- _Exercise aim_: Extract each line from the items below that contains the string "hand". Matches are case-sensitive.

********************

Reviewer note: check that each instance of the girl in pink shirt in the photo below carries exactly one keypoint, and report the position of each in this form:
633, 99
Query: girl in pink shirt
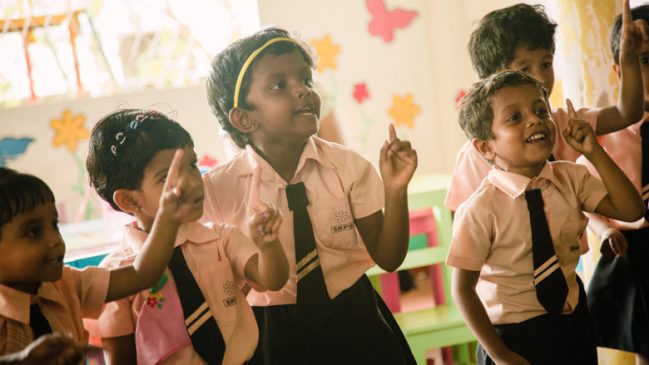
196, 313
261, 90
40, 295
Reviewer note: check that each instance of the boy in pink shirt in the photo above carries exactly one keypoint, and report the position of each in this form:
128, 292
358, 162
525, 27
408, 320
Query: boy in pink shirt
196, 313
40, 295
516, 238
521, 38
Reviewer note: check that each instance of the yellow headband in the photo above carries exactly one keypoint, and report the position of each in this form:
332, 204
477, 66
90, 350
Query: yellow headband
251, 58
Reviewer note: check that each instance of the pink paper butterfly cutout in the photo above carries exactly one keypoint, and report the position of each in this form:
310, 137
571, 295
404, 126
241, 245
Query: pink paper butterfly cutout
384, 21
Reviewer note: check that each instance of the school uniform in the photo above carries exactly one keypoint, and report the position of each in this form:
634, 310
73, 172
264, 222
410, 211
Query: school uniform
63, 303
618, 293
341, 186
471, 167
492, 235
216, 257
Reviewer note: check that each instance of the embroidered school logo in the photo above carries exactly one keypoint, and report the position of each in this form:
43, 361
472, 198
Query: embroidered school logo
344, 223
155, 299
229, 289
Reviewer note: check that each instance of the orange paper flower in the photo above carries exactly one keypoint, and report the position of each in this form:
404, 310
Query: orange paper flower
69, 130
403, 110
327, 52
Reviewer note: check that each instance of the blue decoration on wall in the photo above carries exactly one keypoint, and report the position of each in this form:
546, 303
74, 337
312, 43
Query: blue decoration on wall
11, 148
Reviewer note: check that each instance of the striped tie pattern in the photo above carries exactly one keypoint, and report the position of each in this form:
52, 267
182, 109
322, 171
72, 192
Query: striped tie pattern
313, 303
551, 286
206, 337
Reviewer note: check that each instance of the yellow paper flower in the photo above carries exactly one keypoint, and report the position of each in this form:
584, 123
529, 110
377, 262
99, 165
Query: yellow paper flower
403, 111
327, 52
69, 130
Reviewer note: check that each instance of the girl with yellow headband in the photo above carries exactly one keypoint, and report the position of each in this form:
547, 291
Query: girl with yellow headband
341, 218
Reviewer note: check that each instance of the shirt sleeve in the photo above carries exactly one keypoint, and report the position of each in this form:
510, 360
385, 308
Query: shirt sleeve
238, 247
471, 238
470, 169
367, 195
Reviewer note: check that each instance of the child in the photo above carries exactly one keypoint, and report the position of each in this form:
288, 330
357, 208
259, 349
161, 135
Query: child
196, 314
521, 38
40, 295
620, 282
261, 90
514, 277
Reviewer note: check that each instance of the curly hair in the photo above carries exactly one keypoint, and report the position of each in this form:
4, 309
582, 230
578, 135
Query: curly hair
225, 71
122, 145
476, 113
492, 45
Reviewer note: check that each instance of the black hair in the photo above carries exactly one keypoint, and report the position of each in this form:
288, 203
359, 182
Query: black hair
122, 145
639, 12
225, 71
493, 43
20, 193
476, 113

********************

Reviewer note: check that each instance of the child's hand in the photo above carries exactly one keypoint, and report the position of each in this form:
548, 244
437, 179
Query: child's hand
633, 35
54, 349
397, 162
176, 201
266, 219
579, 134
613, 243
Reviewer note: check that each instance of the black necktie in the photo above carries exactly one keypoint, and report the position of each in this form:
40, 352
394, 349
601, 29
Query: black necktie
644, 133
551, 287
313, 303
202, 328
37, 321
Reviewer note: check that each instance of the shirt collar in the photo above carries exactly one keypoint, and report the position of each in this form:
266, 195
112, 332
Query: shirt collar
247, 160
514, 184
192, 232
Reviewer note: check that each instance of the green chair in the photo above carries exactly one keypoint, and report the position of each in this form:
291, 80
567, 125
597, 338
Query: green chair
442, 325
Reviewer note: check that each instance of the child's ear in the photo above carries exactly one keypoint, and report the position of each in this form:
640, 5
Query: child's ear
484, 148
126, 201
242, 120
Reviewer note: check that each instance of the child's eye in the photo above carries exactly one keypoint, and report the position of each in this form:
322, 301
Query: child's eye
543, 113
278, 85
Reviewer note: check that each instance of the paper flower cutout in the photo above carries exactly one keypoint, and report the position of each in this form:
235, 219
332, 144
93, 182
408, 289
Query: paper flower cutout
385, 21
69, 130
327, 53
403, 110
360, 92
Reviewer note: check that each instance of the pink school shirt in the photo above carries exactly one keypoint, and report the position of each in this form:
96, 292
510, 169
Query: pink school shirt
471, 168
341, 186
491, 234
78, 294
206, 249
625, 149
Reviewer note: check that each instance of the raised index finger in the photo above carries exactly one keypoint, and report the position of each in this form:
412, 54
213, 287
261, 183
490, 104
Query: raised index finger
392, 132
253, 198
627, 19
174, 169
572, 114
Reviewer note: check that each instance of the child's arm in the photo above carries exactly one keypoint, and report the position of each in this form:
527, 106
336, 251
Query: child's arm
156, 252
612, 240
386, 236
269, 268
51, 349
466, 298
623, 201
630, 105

********************

- _Result for this exercise_:
Reviewer note: check that each instance of the child's hand in the photo above carries exactly one keypoint, and report the position of each in this form:
Query: child's hand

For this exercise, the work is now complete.